▶ PROBLEM DESCRIPTION
The listing must be reproduced in full, exactly as it stands.

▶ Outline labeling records
------------------------------------------------

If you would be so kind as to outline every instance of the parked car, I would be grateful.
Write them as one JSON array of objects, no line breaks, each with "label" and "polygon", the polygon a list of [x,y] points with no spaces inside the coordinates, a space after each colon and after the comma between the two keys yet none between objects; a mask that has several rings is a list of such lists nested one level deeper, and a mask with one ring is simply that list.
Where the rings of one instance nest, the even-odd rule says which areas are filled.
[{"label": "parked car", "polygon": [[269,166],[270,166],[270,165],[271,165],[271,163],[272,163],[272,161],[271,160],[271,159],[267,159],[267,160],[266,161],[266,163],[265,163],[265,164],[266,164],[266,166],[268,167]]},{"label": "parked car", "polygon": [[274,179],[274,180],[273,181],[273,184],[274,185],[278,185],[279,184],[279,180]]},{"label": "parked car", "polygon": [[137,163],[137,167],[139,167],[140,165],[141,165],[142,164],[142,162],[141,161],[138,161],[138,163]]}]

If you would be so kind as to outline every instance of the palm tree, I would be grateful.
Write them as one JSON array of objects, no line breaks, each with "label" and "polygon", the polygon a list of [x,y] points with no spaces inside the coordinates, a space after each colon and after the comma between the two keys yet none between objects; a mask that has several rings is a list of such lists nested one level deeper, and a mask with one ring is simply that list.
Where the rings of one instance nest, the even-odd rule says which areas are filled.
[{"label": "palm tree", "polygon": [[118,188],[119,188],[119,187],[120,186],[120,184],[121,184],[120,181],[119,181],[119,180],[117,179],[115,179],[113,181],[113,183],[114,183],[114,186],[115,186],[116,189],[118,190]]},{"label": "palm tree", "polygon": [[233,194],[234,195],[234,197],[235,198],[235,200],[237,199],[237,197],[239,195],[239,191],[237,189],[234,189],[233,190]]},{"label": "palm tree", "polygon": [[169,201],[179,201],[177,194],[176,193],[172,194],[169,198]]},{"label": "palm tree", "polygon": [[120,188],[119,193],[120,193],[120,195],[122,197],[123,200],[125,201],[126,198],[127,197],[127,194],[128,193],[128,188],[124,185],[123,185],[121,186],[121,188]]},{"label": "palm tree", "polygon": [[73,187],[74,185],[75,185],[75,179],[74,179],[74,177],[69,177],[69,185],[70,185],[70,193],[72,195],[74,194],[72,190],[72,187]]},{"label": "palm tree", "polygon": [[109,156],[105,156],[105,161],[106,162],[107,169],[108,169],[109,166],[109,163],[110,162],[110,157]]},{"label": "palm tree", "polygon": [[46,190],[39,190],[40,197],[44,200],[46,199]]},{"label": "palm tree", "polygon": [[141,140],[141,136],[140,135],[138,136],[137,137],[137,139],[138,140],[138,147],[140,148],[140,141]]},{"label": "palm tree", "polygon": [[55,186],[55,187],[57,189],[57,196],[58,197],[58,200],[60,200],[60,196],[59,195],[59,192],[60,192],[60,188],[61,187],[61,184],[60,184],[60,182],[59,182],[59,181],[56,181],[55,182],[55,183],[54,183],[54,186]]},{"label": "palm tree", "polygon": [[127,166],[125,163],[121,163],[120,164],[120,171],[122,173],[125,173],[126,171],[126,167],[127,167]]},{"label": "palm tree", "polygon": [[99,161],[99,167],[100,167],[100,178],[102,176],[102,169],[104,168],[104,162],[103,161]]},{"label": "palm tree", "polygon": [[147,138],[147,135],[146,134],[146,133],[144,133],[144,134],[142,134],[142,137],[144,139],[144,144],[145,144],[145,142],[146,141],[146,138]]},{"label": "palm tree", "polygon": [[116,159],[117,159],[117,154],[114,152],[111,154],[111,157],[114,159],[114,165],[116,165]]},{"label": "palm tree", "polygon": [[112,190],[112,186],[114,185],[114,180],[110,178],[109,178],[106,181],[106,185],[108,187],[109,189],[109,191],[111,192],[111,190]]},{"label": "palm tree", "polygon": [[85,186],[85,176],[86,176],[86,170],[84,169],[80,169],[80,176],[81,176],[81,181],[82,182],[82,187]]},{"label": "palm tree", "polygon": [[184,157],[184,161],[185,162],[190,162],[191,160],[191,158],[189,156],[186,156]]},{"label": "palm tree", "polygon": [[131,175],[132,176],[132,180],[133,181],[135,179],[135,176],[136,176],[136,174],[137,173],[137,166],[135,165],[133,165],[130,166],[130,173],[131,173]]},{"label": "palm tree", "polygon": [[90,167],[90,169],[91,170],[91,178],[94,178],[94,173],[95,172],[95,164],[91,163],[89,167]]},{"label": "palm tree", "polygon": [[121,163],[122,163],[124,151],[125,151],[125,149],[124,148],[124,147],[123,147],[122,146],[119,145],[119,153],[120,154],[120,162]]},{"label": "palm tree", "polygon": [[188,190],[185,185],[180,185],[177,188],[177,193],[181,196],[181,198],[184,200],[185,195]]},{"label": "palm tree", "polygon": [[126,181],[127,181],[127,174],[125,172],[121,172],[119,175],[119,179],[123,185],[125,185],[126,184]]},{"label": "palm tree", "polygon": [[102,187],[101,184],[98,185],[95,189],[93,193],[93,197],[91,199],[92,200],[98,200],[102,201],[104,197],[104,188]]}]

------------------------------------------------

▶ RESULT
If you would be so kind as to outline every instance of the parked car, I would be grateful.
Write them as one JSON array of objects, no line breaks, each with "label" and "polygon", the polygon a list of [x,y] points with no spaces inside the coordinates, a space after each colon and after the comma between the two keys yet none between objects; a mask that has several rings is a list of such lists nested one level deeper, and a mask with one ring is simply that list.
Where the rings of one instance nest, the even-odd rule says which areas are filled.
[{"label": "parked car", "polygon": [[269,166],[270,166],[270,165],[271,165],[271,163],[272,163],[272,161],[271,160],[271,159],[267,159],[267,160],[266,161],[266,163],[265,163],[265,164],[266,164],[266,166],[268,167]]},{"label": "parked car", "polygon": [[274,179],[274,180],[273,181],[273,184],[274,185],[278,185],[279,184],[279,180]]},{"label": "parked car", "polygon": [[137,163],[137,167],[139,167],[140,165],[141,165],[142,164],[142,162],[141,161],[138,161],[138,163]]}]

If you would be so kind as to outline every instance of the palm tree, I would be grateful.
Write them as one JSON array of objects, no line breaks, each with "label" and "polygon", the polygon a list of [x,y] points with no spaces inside the coordinates, a space after each colon and after the comma between the two keys yet none between objects; a mask that has several rings is a list of such lists nested one level deeper, and a mask with one ring is simply that list.
Where the rings of one instance nest, the even-odd rule says which areas are filled.
[{"label": "palm tree", "polygon": [[118,188],[119,188],[119,187],[120,186],[120,184],[121,184],[120,181],[119,181],[119,180],[117,179],[115,179],[113,181],[113,183],[114,183],[114,186],[115,186],[116,189],[118,190]]},{"label": "palm tree", "polygon": [[233,194],[234,195],[234,197],[235,198],[235,200],[237,199],[237,197],[239,195],[239,191],[237,189],[234,189],[233,190]]},{"label": "palm tree", "polygon": [[169,201],[179,201],[177,194],[176,193],[172,194],[169,198]]},{"label": "palm tree", "polygon": [[120,188],[119,193],[120,193],[120,195],[122,197],[123,200],[125,201],[126,198],[127,197],[127,194],[128,193],[128,188],[124,185],[123,185],[121,186],[121,188]]},{"label": "palm tree", "polygon": [[73,187],[74,185],[75,185],[75,179],[74,179],[74,177],[69,177],[69,185],[70,185],[70,193],[72,195],[74,194],[72,190],[72,187]]},{"label": "palm tree", "polygon": [[109,156],[105,156],[105,161],[106,162],[107,169],[108,169],[109,166],[109,163],[110,162],[110,157]]},{"label": "palm tree", "polygon": [[46,190],[39,190],[40,197],[44,200],[46,199]]},{"label": "palm tree", "polygon": [[141,140],[141,136],[140,135],[138,136],[137,137],[137,139],[138,140],[138,147],[140,148],[140,141]]},{"label": "palm tree", "polygon": [[55,186],[55,187],[57,189],[57,196],[58,197],[58,200],[60,200],[60,196],[59,195],[59,192],[60,192],[60,188],[61,187],[61,184],[60,184],[60,182],[59,182],[59,181],[56,181],[55,182],[55,183],[54,183],[54,186]]},{"label": "palm tree", "polygon": [[127,166],[125,163],[121,163],[120,164],[120,171],[122,173],[125,173],[126,171],[126,167],[127,167]]},{"label": "palm tree", "polygon": [[99,161],[99,167],[100,167],[100,178],[102,176],[102,169],[104,168],[104,162],[103,161]]},{"label": "palm tree", "polygon": [[147,138],[147,135],[146,134],[146,133],[144,133],[144,134],[142,134],[142,137],[144,139],[144,144],[145,144],[145,142],[146,141],[146,138]]},{"label": "palm tree", "polygon": [[116,159],[117,159],[117,154],[114,152],[111,154],[111,157],[114,159],[114,165],[116,165]]},{"label": "palm tree", "polygon": [[112,190],[112,186],[114,185],[114,180],[110,178],[109,178],[106,181],[106,185],[108,187],[109,189],[109,191],[111,192],[111,190]]},{"label": "palm tree", "polygon": [[85,186],[85,176],[86,176],[86,170],[84,169],[80,169],[80,176],[81,176],[81,181],[82,182],[82,187]]},{"label": "palm tree", "polygon": [[184,157],[184,161],[185,162],[190,162],[191,160],[191,158],[189,156],[186,156]]},{"label": "palm tree", "polygon": [[131,175],[132,176],[132,180],[133,181],[135,179],[135,176],[136,176],[136,174],[137,173],[137,166],[135,165],[133,165],[130,166],[130,173],[131,173]]},{"label": "palm tree", "polygon": [[90,167],[90,169],[91,170],[91,178],[94,178],[94,173],[95,172],[95,164],[91,163],[89,167]]},{"label": "palm tree", "polygon": [[121,163],[122,163],[124,151],[125,151],[125,149],[124,148],[124,147],[123,147],[122,146],[119,145],[119,153],[120,154],[120,162]]},{"label": "palm tree", "polygon": [[188,190],[185,185],[180,185],[177,188],[177,193],[181,196],[181,198],[184,200],[185,195]]},{"label": "palm tree", "polygon": [[126,181],[127,181],[127,174],[125,172],[121,172],[119,175],[119,179],[123,185],[125,185],[126,184]]},{"label": "palm tree", "polygon": [[102,187],[101,184],[98,185],[95,189],[93,193],[93,197],[91,199],[92,200],[98,200],[102,201],[104,197],[104,188]]}]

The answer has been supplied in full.